Provided text >>
○ ○ ○

Now, so far as this is the case, so far as illusion is useful or only harmless, natural selection cannot, it is plain, be counted on to weed it out, keeping it within the narrow limits of the exceptional and individual. Natural selection gets rid of what is harmful only, and is indifferent to what is practically harmless.

It may, however, still be said that the process of direct adaptation must tend to establish such a consensus of true belief. Now, I do not wish for a moment to dispute that the growth of intelligence by the continual exercise of its functions tends to such a consensus: this is assumed to be the case by everybody. What I want to point out is that there is no scientific proof of this position.

The correspondence of internal to external relations is obviously limited by the modes of action of the environment on the organism, consequently by the structure of the organism itself. Scientific men are familiar with the idea that there may be forces in the environment which are practically inoperative on the organism, there being no corresponding mode of sensibility. And even if it be said that our present knowledge of the material world, including the doctrine of the conservation of energy, enables us to assert that there is no mode of force wholly unknown to us, it can still be contended that the environment may, for aught we know, be vastly more than the forces of which, owing to the nature of our organism, we know it to be composed. In short, since, on the evolution theory viewed as a scientific doctrine, the real external world does not directly mirror itself in our minds, but only indirectly brings our perceptions and representations into adjustment by bringing into adjustment the nervous organism with which they are somehow connected, it is plain that we cannot be certain of adequately apprehending the external reality which is here assumed to exist.

Science, then, cannot prove, but must assume the coincidence between permanent common intuitions and objective reality. To raise the question whether this coincidence is perfect or imperfect, whether all common intuitions known to be persistent are true or whether there are any that are illusory, is to pass beyond the scientific point of view to another, namely, the philosophic. Thus, our study of illusion naturally carries us on from scientific to philosophic reflection. Let me try to make this still more clear.

○ ○ ○

Shape boundary entries
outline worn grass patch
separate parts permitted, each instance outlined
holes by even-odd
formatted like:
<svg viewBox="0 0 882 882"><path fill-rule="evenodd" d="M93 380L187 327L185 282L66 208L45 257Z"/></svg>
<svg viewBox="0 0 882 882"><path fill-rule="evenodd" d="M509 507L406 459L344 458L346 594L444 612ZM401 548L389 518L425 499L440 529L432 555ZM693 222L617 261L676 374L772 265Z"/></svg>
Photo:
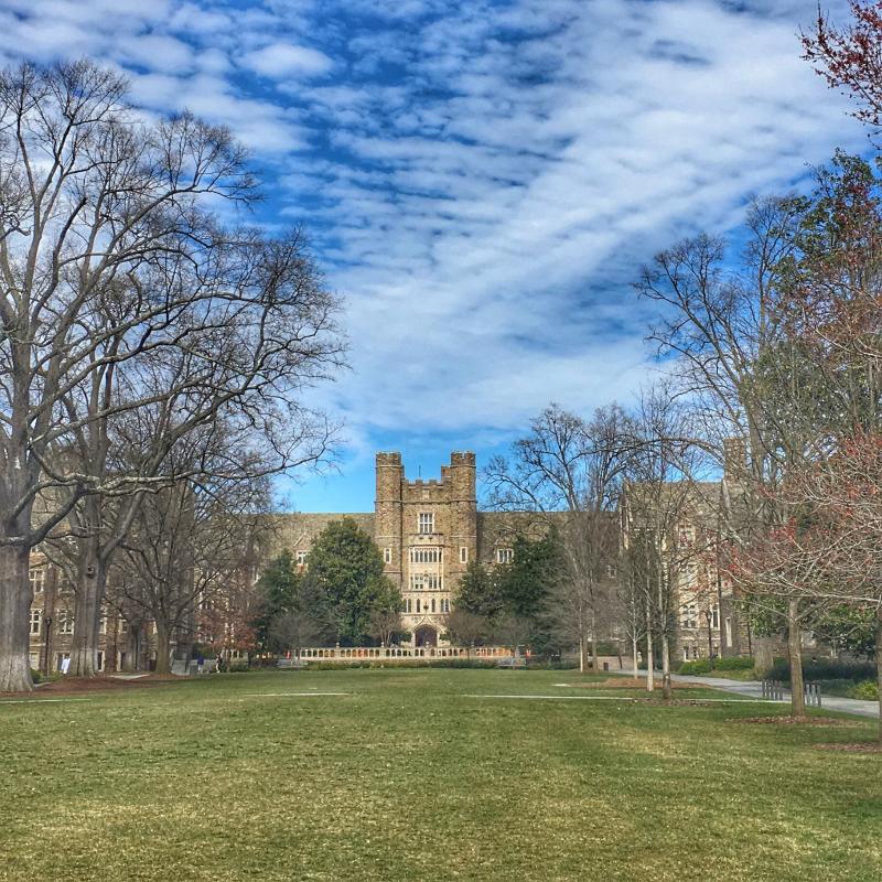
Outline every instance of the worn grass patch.
<svg viewBox="0 0 882 882"><path fill-rule="evenodd" d="M738 699L464 697L562 680L587 678L288 671L0 703L0 879L882 878L882 757L816 750L836 729L729 725L756 714Z"/></svg>

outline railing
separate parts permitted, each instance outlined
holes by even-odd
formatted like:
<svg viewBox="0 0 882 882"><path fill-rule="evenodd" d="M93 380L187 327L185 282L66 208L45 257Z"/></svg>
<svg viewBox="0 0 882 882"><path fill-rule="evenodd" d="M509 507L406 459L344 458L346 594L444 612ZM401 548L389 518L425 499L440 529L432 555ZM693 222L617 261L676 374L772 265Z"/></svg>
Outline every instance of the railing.
<svg viewBox="0 0 882 882"><path fill-rule="evenodd" d="M803 695L808 707L820 707L819 682L804 684ZM781 680L763 680L763 698L770 701L784 701L784 684Z"/></svg>
<svg viewBox="0 0 882 882"><path fill-rule="evenodd" d="M330 646L300 650L304 662L338 662L347 664L361 660L421 660L439 662L443 658L510 658L513 652L505 646L477 646L464 649L459 646Z"/></svg>

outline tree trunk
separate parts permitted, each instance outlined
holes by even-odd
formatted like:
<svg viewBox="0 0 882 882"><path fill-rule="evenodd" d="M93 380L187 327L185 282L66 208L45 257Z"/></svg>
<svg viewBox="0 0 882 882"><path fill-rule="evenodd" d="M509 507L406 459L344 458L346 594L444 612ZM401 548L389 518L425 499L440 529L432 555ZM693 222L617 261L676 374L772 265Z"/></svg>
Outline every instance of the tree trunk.
<svg viewBox="0 0 882 882"><path fill-rule="evenodd" d="M31 549L0 546L0 692L30 692Z"/></svg>
<svg viewBox="0 0 882 882"><path fill-rule="evenodd" d="M171 628L157 620L157 674L171 674Z"/></svg>
<svg viewBox="0 0 882 882"><path fill-rule="evenodd" d="M772 657L772 637L753 638L753 667L761 679L772 670L775 659Z"/></svg>
<svg viewBox="0 0 882 882"><path fill-rule="evenodd" d="M803 643L799 630L799 601L787 603L787 649L790 655L790 714L806 716L805 685L803 682Z"/></svg>
<svg viewBox="0 0 882 882"><path fill-rule="evenodd" d="M649 627L652 621L652 611L649 603L646 603L646 691L652 692L655 689L655 681L653 679L653 628Z"/></svg>
<svg viewBox="0 0 882 882"><path fill-rule="evenodd" d="M662 695L670 699L670 645L666 632L662 632Z"/></svg>
<svg viewBox="0 0 882 882"><path fill-rule="evenodd" d="M79 559L74 598L74 636L71 645L71 674L95 677L98 671L98 639L107 568L98 555L97 541L88 541Z"/></svg>
<svg viewBox="0 0 882 882"><path fill-rule="evenodd" d="M875 685L879 689L879 743L882 745L882 609L875 611Z"/></svg>

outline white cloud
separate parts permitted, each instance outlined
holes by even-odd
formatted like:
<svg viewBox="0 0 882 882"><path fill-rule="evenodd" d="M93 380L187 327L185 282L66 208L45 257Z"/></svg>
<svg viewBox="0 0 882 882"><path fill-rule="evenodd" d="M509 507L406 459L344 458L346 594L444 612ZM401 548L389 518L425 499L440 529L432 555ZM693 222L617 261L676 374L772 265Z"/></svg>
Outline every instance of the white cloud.
<svg viewBox="0 0 882 882"><path fill-rule="evenodd" d="M8 60L114 62L254 148L268 227L303 220L346 297L325 400L362 451L626 398L639 265L863 144L799 60L814 0L3 6Z"/></svg>
<svg viewBox="0 0 882 882"><path fill-rule="evenodd" d="M269 79L325 74L333 66L323 52L290 43L271 43L249 52L241 57L241 64Z"/></svg>

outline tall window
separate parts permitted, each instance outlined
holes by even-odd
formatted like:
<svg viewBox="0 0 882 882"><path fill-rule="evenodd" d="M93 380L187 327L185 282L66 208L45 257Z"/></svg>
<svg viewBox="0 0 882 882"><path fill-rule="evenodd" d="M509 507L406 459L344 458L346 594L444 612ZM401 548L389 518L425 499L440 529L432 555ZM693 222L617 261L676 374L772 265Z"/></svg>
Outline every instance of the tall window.
<svg viewBox="0 0 882 882"><path fill-rule="evenodd" d="M440 563L441 549L432 546L422 546L410 549L411 563Z"/></svg>
<svg viewBox="0 0 882 882"><path fill-rule="evenodd" d="M31 589L34 594L40 594L46 585L46 568L40 567L31 570L28 573L28 578L31 580Z"/></svg>

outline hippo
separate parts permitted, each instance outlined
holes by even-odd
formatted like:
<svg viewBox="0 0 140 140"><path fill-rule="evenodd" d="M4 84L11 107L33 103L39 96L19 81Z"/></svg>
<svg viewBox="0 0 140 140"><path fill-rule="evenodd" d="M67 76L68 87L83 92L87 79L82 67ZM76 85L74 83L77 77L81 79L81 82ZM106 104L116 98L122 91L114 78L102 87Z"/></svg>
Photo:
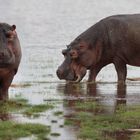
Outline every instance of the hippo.
<svg viewBox="0 0 140 140"><path fill-rule="evenodd" d="M62 51L59 79L80 82L89 70L95 82L100 70L113 63L118 82L125 83L126 65L140 66L140 14L106 17L74 39Z"/></svg>
<svg viewBox="0 0 140 140"><path fill-rule="evenodd" d="M15 29L15 25L0 23L0 100L8 99L8 89L21 60L21 48Z"/></svg>

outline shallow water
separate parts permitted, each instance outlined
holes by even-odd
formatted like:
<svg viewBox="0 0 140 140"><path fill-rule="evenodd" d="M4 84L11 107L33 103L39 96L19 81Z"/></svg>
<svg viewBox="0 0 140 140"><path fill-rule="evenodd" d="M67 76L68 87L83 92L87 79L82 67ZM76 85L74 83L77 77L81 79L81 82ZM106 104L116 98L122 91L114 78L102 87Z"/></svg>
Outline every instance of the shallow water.
<svg viewBox="0 0 140 140"><path fill-rule="evenodd" d="M0 21L16 24L23 57L18 74L11 86L10 98L22 96L33 104L59 100L56 110L71 112L71 101L77 99L98 99L101 104L109 105L113 112L119 101L125 104L139 104L140 82L127 82L123 97L117 97L116 72L113 65L105 67L99 74L96 87L86 83L76 86L60 81L56 69L63 61L61 50L77 35L99 21L114 14L139 13L139 0L0 0ZM139 77L140 68L128 66L128 77ZM83 79L86 81L87 76ZM125 94L124 94L125 93ZM122 93L121 93L122 94ZM64 105L69 101L69 107ZM59 137L52 140L75 140L74 128L59 128L63 117L56 117L53 111L46 112L38 119L27 119L15 115L15 120L39 122L52 126L52 132ZM51 120L58 120L52 124ZM29 139L29 138L27 138Z"/></svg>

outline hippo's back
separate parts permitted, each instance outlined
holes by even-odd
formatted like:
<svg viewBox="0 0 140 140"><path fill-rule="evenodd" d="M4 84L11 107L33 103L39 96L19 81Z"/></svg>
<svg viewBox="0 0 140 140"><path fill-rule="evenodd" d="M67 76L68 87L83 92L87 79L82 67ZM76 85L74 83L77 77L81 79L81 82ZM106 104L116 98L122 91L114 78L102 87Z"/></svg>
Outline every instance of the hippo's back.
<svg viewBox="0 0 140 140"><path fill-rule="evenodd" d="M126 64L140 66L140 14L103 19L113 55Z"/></svg>

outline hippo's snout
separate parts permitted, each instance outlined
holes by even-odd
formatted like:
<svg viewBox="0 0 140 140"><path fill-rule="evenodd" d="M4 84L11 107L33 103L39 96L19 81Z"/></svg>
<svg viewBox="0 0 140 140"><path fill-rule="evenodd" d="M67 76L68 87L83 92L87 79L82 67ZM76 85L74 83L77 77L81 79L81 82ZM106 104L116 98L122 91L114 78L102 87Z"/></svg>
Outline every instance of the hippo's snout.
<svg viewBox="0 0 140 140"><path fill-rule="evenodd" d="M57 71L56 71L56 74L57 74L59 79L63 79L64 78L63 77L63 71L61 69L58 68Z"/></svg>

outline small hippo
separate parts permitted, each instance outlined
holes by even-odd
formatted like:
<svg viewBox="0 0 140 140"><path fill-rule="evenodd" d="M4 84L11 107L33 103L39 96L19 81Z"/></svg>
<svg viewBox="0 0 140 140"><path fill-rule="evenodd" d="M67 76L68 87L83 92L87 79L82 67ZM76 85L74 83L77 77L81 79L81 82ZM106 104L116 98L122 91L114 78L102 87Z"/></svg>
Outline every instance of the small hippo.
<svg viewBox="0 0 140 140"><path fill-rule="evenodd" d="M80 34L62 51L64 62L58 67L60 79L80 82L89 70L89 82L113 63L118 82L125 82L126 64L140 66L140 14L115 15L102 19Z"/></svg>
<svg viewBox="0 0 140 140"><path fill-rule="evenodd" d="M21 48L15 29L15 25L0 23L0 100L8 99L8 89L21 60Z"/></svg>

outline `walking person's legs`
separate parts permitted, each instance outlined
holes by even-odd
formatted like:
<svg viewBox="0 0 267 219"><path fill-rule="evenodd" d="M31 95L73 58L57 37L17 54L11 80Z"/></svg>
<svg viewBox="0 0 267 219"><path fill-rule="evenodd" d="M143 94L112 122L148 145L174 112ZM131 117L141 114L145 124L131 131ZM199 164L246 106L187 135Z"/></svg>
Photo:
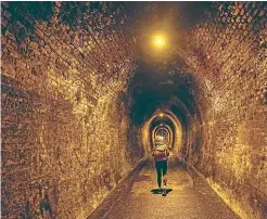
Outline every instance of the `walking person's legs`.
<svg viewBox="0 0 267 219"><path fill-rule="evenodd" d="M155 167L156 167L156 176L157 176L157 185L158 189L162 189L162 165L160 162L155 163Z"/></svg>
<svg viewBox="0 0 267 219"><path fill-rule="evenodd" d="M167 160L163 162L162 164L162 170L163 170L163 195L165 196L167 194Z"/></svg>

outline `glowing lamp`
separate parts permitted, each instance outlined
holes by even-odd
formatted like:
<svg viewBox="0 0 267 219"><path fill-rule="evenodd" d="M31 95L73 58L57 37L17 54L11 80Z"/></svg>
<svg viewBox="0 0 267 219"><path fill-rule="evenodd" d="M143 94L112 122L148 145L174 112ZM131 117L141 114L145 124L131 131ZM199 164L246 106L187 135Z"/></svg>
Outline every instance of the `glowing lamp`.
<svg viewBox="0 0 267 219"><path fill-rule="evenodd" d="M154 43L156 47L163 47L165 44L164 38L162 36L156 36L154 38Z"/></svg>

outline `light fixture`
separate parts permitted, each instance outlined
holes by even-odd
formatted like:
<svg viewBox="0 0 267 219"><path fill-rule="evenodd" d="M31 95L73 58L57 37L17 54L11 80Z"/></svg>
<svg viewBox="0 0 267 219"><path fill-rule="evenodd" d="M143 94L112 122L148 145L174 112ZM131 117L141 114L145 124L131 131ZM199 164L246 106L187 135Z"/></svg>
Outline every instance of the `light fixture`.
<svg viewBox="0 0 267 219"><path fill-rule="evenodd" d="M165 44L165 39L164 39L164 37L163 37L163 36L160 36L160 35L155 36L155 37L154 37L154 44L155 44L157 48L164 47L164 44Z"/></svg>

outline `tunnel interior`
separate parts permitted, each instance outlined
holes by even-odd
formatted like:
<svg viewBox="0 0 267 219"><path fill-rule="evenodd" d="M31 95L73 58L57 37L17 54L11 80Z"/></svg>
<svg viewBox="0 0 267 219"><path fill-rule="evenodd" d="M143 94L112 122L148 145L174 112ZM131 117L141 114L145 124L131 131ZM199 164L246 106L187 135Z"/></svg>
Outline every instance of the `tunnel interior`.
<svg viewBox="0 0 267 219"><path fill-rule="evenodd" d="M240 217L267 217L266 11L1 2L3 218L88 217L157 133Z"/></svg>

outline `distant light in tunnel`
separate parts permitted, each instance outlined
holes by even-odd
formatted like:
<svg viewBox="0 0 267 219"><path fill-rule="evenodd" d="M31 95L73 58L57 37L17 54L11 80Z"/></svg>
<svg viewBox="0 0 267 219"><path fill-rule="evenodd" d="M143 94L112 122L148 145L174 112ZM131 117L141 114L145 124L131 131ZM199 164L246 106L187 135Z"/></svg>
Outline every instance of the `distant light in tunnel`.
<svg viewBox="0 0 267 219"><path fill-rule="evenodd" d="M162 48L165 44L165 40L163 36L155 36L154 43L157 48Z"/></svg>

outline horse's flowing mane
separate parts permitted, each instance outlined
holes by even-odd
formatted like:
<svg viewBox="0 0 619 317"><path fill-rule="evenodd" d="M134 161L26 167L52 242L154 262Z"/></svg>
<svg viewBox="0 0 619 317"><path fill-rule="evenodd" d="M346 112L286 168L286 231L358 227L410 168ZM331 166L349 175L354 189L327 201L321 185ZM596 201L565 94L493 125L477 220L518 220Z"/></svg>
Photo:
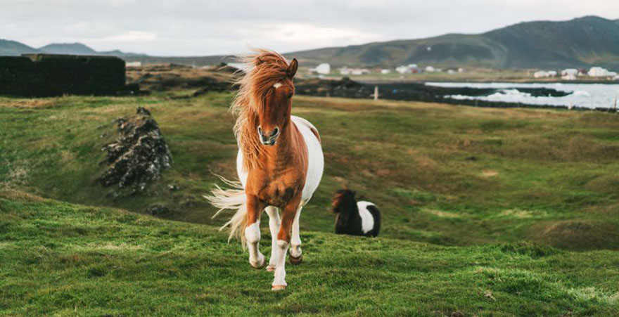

○ ○ ○

Task >>
Reproduce everything from "Now, so far" down to "is practically harmless." in the passage on illusion, substituting "innocuous" for "harmless". These data are separate material, unconnected to the passage on illusion.

Completed exercise >>
Now, so far as this is the case, so far as illusion is useful or only innocuous, natural selection cannot, it is plain, be counted on to weed it out, keeping it within the narrow limits of the exceptional and individual. Natural selection gets rid of what is harmful only, and is indifferent to what is practically innocuous.